- _Stated goal A_
Render this sentence from the passage on multi-voxel pattern analysis in Spanish: "An alternative to the support vector machine is the use of the Pearson correlation for classification."
- _Stated goal B_
Write the next part of the passage on multi-voxel pattern analysis, picking up after its final paragraph.

- _Passage_
-*-
In some studies, performance comparisons across areas of unequal size are done by selecting a subset of voxels from the larger area that match the total number of voxels in the small area [13]. Our analysis suggests that this selection preprocessing should be done with care as a random selection of voxels from a large area is likely to be less correlated than neighboring voxels in a small area. These differences in correlations could lead to differences in classification performance without any differences in the underlying neural signals.

Finally, we note that the variance of the performance null distributions also depends on the number of time points (Figure 2), and the number of voxels (not shown). Therefore non-parametric tests are better comparisons of classification performance on data that differ along those dimensions (whether by preprocessing or experimental design) than tests that assume homoscedasticity (e.g. ANOVA).

## Discussion

We simulated BOLD imaging experiments and analyzed them with multi-voxel pattern analysis. The temporal correlations induced by the hemodynamic response function led to the well-known issue of performance overestimation, which was resolved with leave-block-out cross-validation. We also identified another important, and underappreciated problem in MVPA; the assessment of statistical significance, which we argue should only be done using block-level permutation tests and not with binomial or T-tests. Finally, we show that temporal and spatial correlations (such as those induced by the HRF) prevent a meaningful direct comparison of classification performances between areas, or subject groups in which those HRFs could be different.

### Generality

Our simulations made various assumptions and an important consideration for the practical application of our results is how general they are. For instance, we chose a specific classifier (the support vector machine), a specific pattern (the raw BOLD activity across voxels), a gamma-shaped hemodynamic response function, and a two-class block-design.

An alternative to the support vector machine is the use of the Pearson correlation for classification. In this approach, one calculates the Pearson correlation of a test pattern with the training patterns from each class, and classifies the test as belonging to the class with the highest Pearson correlation. We performed all simulations shown here with this classifier (not shown), and the results are qualitatively the same. This should not be surprising as the essence of the problem is not the classifier but the spatiotemporal correlations in the BOLD signal and the overlap of training sets in repeated cross-validation.

In our simulations the patterns simply represented the BOLD activity across voxels. Some studies, however, use more complex multivariate measures of brain activity. For instance, the pattern of beta weights resulting from a GLM analysis. We see no reason to believe that MVPA based on such patterns would be immune to the estimation problems highlighted in this paper given that temporal correlations can at least in principle affect beta weights. Similarly, because the issues surrounding significance testing arise from the overlap between training and test sets, and not from the nature of the patterns themselves, the same concerns apply. Moreover, with these kinds of approaches, the potential influence of an incorrect assumption about the HRF enters at an earlier stage of analysis as it could amplify or destroy a pattern that is present in the raw data. However, as the devil is in the details, careful simulations of combined GLM & MVPA analyses may be needed to understand the quantitative extent to which this approach suffers from the problems discussed in this paper.

We used a simplified formula to simulate the hemodynamic response (See methods), and this may not accurately reflect the real HRF. But here too, the details do not affect the qualitative outcome (simulations using a simple boxcar HRF led to qualitatively similar results; not shown). Any reasonable assumption about the HRF will introduce temporal correlations on a time scale of several seconds and these correlations lead to the potential problems we highlight in this paper.
-*-
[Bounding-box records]

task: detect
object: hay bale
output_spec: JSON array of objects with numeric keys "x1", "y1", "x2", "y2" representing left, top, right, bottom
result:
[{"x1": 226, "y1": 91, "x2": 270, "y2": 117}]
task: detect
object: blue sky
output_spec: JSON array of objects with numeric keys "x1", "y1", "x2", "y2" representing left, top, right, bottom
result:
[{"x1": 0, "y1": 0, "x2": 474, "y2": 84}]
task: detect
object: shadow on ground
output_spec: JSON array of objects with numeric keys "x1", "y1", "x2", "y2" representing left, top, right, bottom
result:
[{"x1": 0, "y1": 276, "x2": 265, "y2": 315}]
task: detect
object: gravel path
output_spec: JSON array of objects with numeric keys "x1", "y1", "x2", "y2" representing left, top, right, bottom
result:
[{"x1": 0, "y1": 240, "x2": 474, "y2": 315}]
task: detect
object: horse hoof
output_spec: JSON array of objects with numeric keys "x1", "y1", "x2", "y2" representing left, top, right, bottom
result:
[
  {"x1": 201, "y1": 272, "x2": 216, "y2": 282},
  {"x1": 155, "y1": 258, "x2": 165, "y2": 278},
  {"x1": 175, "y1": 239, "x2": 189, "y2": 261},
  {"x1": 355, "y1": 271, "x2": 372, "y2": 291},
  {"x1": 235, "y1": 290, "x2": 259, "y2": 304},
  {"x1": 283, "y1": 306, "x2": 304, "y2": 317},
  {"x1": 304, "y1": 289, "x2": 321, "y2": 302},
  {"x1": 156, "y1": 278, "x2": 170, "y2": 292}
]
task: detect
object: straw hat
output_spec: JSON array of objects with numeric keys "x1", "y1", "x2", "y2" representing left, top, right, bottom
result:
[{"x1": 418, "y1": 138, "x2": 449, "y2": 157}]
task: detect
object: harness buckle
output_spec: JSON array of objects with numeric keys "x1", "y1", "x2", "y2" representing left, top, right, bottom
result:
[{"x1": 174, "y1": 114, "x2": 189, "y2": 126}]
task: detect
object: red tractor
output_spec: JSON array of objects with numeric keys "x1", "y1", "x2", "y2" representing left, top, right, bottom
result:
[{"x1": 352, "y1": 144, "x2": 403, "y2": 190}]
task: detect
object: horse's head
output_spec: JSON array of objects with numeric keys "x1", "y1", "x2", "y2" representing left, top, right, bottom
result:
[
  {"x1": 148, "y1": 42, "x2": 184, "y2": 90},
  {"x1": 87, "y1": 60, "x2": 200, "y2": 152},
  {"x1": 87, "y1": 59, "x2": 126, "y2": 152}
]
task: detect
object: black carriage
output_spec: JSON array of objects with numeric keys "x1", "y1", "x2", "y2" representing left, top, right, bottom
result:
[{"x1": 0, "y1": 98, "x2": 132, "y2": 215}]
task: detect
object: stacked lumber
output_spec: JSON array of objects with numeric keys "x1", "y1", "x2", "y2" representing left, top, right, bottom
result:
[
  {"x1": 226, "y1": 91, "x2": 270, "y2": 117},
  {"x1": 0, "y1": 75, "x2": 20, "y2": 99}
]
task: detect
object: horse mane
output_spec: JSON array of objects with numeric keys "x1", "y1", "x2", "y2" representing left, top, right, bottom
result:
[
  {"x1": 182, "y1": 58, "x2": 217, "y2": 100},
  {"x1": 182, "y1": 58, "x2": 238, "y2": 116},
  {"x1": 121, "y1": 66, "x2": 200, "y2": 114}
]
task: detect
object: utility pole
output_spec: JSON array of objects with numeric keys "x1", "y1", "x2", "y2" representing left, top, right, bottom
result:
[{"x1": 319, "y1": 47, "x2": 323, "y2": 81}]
-*-
- _Exercise response A_
Una alternativa a la máquina de vectores de soporte es el uso de la correlación de Pearson para la clasificación.

- _Exercise response B_
While we considered only simple ABABAB block designs, the importance of using LBO-CV applies to many experimental designs. For instance they apply to multi-class designs (ABCABCABC), because those are typically based on solving multiple pair wise classification problems, each of which will suffer from the problems illustrated here. But they also apply to fast event-related designs where careful balancing of the sequence of events from different classes is required to avoid spurious performance based on temporal order effects. Only in a design where the BOLD data used by the classifier are known to be independent can one use random cross-validation, and a global permutation test for significance. This may apply to some slow event-related designs where the time between measurements is longer than the duration of the HRF. In a typical MVPA analysis based on folded cross-validation testing, however, true independence is unlikely. Moreover, we note that there is ample opportunity in the brain for temporal correlations on time scales even longer than the HRF – such as those associated with breathing, head motion, or scanner drift. These possible confounds require careful attention in future work.

The issues of estimation, significance testing, and performance comparison apply quite universally to most if not all multi-voxel classification problems. However, this does not mean that they affect each of those approaches, or even each experiment using the same approach, in quantitatively similar ways. In other words, the issues are potentially present, our simulations show that they can be large, but the true size of the effects has to be investigated separately for each data set. Most importantly, simulations like the ones we performed here cannot be used as a proxy for a statistical test. For instance, an experimenter with a 480 time point, two-class experiment and 69% classification performance cannot point to our Figure 2C and claim that their result is statistically significant. Instead, this researcher should use LBO-CV, carefully consider all the possible dependencies of training and tests sets, and perform a block permutation test to assess significance.

### Group level analysis

If one is willing to forego an assessment of significance at the single subject level, some of the issues discussed here can be avoided. For instance, as long as an unbiased estimate of performance has been obtained in each subject (i.e. using LBO-CV) significance can be tested using a T-test to compare the mean performance across subjects with chance performance. We note, however, that this does not resolve the problems associated with the comparison between areas or subject groups; inferences about differences in neural representations are only valid to the extent that the HRF can be assumed (or shown) to be the same.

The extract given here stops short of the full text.